Excerpt to read START
Siemens reports profit up, extends CEO’s contract

Industrial equipment maker Siemens AG said Thursday net profit for the most recent quarter rose 7 percent to 1.46 billion euros, or $1.72 billion.

Company leaders said profit in the April-June period rose despite costs for the merger of its wind power business with Gamesa Corporacion Tecnologica SA.

Orders fell 6 percent because of fewer big-ticket jobs, particularly in wind power and the company’s power and gas business. That is a key figure for future profits because the company deals in large industrial projects that take months or years to complete.

The Germany company also said it planned an initial public offering of shares in its medical equipment business during 2018.

Siemens AG is the parent company of Siemens USA Corp., which until last year was headed by Mahoning Valley native and Poland Seminary High School graduate Eric A. Spiegel. Siemens USA is a primary investor in the Lordstown Energy Center under construction along Henn Parkway in Lordstown. The company is also expected to help finance the proposed Trumbull Energy Center.

Siemens AG also on Thursday announced an extension of CEO Joe Kaeser’s contract until 2021.
Excerpt to read END
Given data START
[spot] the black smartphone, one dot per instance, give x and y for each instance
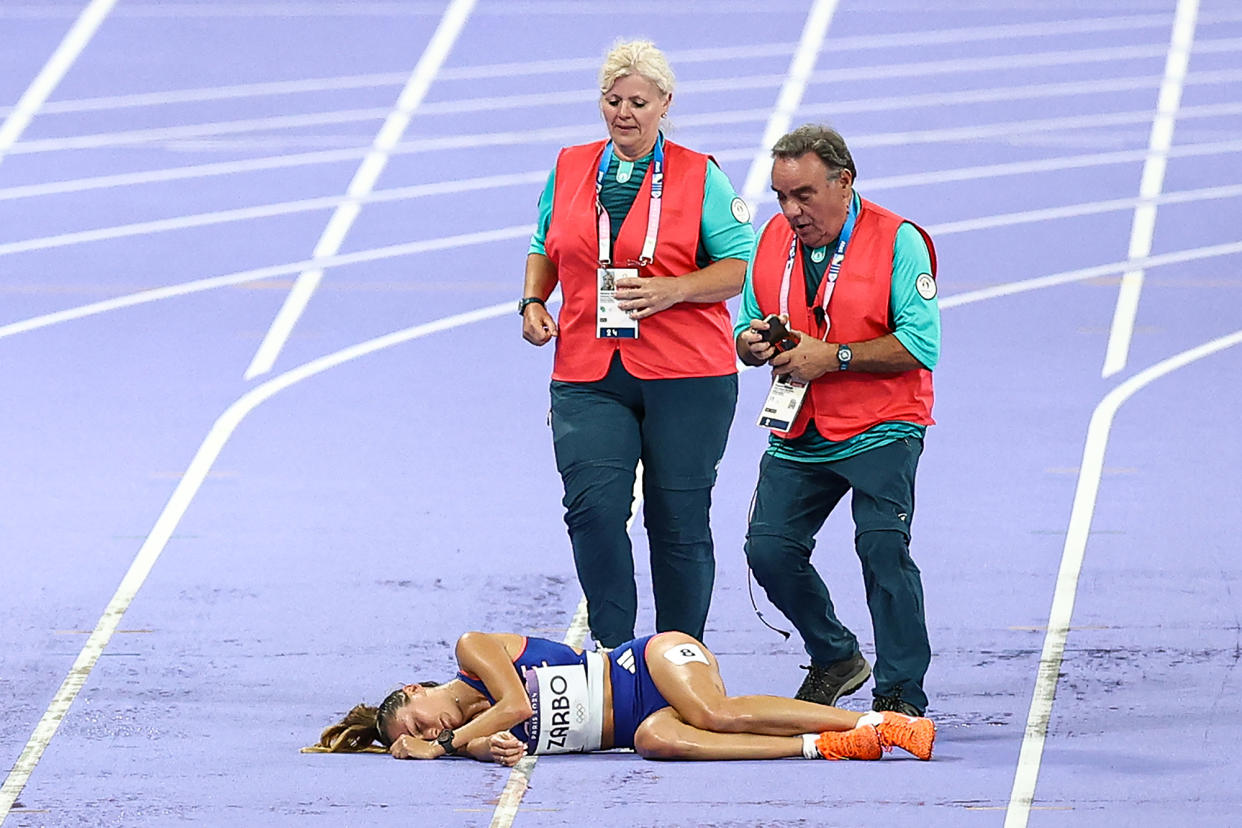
(778, 334)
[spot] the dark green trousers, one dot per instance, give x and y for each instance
(677, 428)
(791, 502)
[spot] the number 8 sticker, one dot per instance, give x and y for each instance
(686, 653)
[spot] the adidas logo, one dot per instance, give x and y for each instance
(626, 659)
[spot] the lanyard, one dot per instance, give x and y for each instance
(657, 191)
(831, 277)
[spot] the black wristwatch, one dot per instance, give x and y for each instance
(527, 302)
(843, 356)
(446, 740)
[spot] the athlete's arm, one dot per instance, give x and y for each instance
(485, 656)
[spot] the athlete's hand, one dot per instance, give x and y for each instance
(407, 746)
(641, 297)
(506, 747)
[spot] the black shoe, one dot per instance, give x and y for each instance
(896, 704)
(826, 684)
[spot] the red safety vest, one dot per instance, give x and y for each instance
(845, 404)
(688, 339)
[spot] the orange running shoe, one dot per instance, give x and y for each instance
(860, 742)
(912, 734)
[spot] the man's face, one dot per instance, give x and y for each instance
(814, 202)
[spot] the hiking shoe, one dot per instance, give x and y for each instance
(826, 684)
(912, 734)
(860, 742)
(894, 703)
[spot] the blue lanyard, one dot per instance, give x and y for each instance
(604, 222)
(834, 267)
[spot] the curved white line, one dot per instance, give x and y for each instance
(1030, 757)
(211, 447)
(77, 37)
(535, 176)
(257, 274)
(1143, 226)
(974, 132)
(186, 488)
(368, 173)
(888, 103)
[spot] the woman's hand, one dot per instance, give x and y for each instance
(506, 747)
(647, 296)
(538, 327)
(407, 746)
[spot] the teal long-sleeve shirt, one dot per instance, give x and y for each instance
(722, 234)
(917, 325)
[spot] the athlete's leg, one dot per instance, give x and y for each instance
(688, 675)
(666, 735)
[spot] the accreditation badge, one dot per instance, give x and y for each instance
(783, 404)
(610, 320)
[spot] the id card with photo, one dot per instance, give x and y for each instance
(610, 320)
(783, 404)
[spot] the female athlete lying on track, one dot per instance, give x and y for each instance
(661, 695)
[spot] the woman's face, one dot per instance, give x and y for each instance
(632, 108)
(425, 715)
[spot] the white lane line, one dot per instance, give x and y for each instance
(579, 628)
(1084, 273)
(1060, 616)
(364, 181)
(139, 137)
(257, 274)
(76, 40)
(380, 80)
(973, 133)
(270, 210)
(801, 66)
(1084, 209)
(1144, 224)
(170, 517)
(378, 253)
(210, 450)
(537, 176)
(711, 118)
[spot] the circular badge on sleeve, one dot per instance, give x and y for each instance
(740, 211)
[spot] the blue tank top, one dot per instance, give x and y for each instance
(634, 694)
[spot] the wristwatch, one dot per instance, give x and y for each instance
(843, 356)
(527, 302)
(446, 740)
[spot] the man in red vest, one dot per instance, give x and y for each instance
(851, 399)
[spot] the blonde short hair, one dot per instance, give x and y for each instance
(636, 57)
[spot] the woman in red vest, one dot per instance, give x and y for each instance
(646, 240)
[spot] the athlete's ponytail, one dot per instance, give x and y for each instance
(363, 726)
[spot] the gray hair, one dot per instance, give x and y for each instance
(636, 57)
(822, 140)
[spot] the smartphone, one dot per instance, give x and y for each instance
(778, 334)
Given data END
**Work order A:**
Translate this sentence from the Siemens report into Spanish: "Siemens AG also on Thursday announced an extension of CEO Joe Kaeser's contract until 2021."
**Work order B:**
Extend the Siemens report past its final sentence with a few more sentences of your own.
The records have nothing to do with the Siemens report.

**Written reply A:**
Siemens AG también anunció el jueves la prórroga del contrato de su director ejecutivo, Joe Kaeser, hasta 2021.

**Written reply B:**
Kaeser said the company “did not exclude further measures” in response to the reported diversion of four power turbines sold to Russia to Crimea. The European Union in 2014 imposed economic sanctions on Russia over the annexation of Ukraine’s Crimean region, including a ban on exporting power generation equipment there.

Kaeser said the Crimea issue “has cost us much time and effort” and that it was “unacceptable” that a contract would be violated “in criminal fashion.” However, he said that “it would be disproportionate to put an entire country, including loyal and reliable customers, under blanket suspicion.”

Siemens businesses include trains, power generation and transmission equipment, and medical imaging devices.